> [REQUIREMENT]: Carry forward the forum post on sampling pg_stat_activity while building an index in PostgreSQL 11devel, starting right after its final line.
BEGIN PROVIDED TEXT
Hi,
I created an index on a 11devel base while sampling pg_stat_activity with a little tool. Tool catches a line if state = active. Collected rows are aggregated and sorted by activity percentage.
Test environment :
select version();
version
----------------------------------------------------------------------------------------------------------------------------------------------------
PostgreSQL 11devel (Debian 11~~devel~20180227.2330-1~420.git51057fe.pgdg+1) on x86_64-pc-linux-gnu, compiled by gcc (Debian 7.3.0-5) 7.3.0, 64-bit
(1 ligne)
Temps : 0,762 ms
create table t1(c1 bigint, c2 double precision, c3 text);
CREATE TABLE
insert into t1 select generate_series(1,100000000,1), random(), md5(random()::text) ;
INSERT 0 100000000
With a select (select max(c1) from t1 group by c2;) I have this kind of output :
./t -d 20 -o "pid, backend_type, query, wait_event_type, wait_event"
traqueur 2.04.00 - performance tool for PostgreSQL 9.3 => 11
INFORMATION, no connection parameters provided, connecting to traqueur database ...
INFORMATION, connected to traqueur database
INFORMATION, PostgreSQL version : 110000
INFORMATION, sql preparation ...
INFORMATION, sql execution ...
END PROVIDED TEXT
BEGIN PROVIDED MATERIAL
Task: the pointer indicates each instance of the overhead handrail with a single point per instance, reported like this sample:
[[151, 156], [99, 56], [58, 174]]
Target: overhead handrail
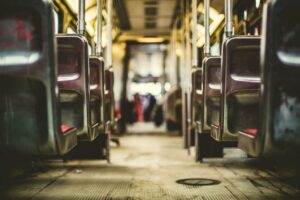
[[99, 29], [81, 18], [206, 27]]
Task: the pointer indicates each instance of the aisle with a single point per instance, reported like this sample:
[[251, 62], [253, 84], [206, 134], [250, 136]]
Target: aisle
[[147, 167]]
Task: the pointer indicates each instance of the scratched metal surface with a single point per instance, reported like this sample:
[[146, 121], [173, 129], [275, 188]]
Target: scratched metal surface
[[146, 167]]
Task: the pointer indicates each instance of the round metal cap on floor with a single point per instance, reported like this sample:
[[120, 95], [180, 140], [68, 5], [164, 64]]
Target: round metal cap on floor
[[198, 181]]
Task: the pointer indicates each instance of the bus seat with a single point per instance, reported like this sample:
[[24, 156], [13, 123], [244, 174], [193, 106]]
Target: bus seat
[[30, 116], [240, 87], [211, 92], [74, 84], [278, 130]]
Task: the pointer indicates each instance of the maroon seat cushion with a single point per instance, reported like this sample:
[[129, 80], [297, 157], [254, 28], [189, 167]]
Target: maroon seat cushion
[[250, 131], [65, 128]]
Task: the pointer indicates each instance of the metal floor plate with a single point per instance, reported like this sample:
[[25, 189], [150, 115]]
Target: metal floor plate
[[147, 167]]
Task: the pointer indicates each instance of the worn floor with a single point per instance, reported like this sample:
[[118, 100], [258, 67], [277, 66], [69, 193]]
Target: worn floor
[[146, 166]]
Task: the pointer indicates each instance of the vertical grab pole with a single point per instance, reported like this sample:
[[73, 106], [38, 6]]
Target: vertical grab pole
[[81, 18], [195, 34], [207, 28], [228, 18], [109, 34], [99, 28]]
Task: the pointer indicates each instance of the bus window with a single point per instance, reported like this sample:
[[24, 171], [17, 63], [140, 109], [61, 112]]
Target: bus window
[[19, 38]]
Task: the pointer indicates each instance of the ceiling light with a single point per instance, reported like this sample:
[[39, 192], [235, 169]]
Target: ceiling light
[[150, 39]]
END PROVIDED MATERIAL
> [ANSWER FOR THE TASK]:
busy_pc | distinct_exe | pid | backend_type | query | wait_event_type | wait_event
---------+--------------+-------+-----------------+-------------------------------------+-----------------+--------------
76 | 1 / 151 | 10065 | parallel worker | select max(c1) from t1 group by c2; | IO | DataFileRead
73 | 1 / 146 | 8262 | client backend | select max(c1) from t1 group by c2; | IO | DataFileRead
72 | 1 / 144 | 10066 | parallel worker | select max(c1) from t1 group by c2; | IO | DataFileRead
26 | 1 / 53 | 10066 | parallel worker | select max(c1) from t1 group by c2; | |
26 | 1 / 51 | 8262 | client backend | select max(c1) from t1 group by c2; | |
24 | 1 / 47 | 10065 | parallel worker | select max(c1) from t1 group by c2; | |
2 | 1 / 3 | 10066 | parallel worker | select max(c1) from t1 group by c2; | IO | BufFileWrite
2 | 1 / 3 | 8262 | client backend | select max(c1) from t1 group by c2; | IO | BufFileWrite
1 | 1 / 2 | 10065 | parallel worker | select max(c1) from t1 group by c2; | IO | BufFileWrite
With an index creation (create index t1_i1 on t1(c1, c2);) I have this kind of output :
./t -d 20 -o "pid, backend_type, query, wait_event_type, wait_event"
traqueur 2.04.00 - performance tool for PostgreSQL 9.3 => 11
INFORMATION, no connection parameters provided, connecting to traqueur database ...
INFORMATION, connected to traqueur database
INFORMATION, PostgreSQL version : 110000
INFORMATION, sql preparation ...
INFORMATION, sql execution ...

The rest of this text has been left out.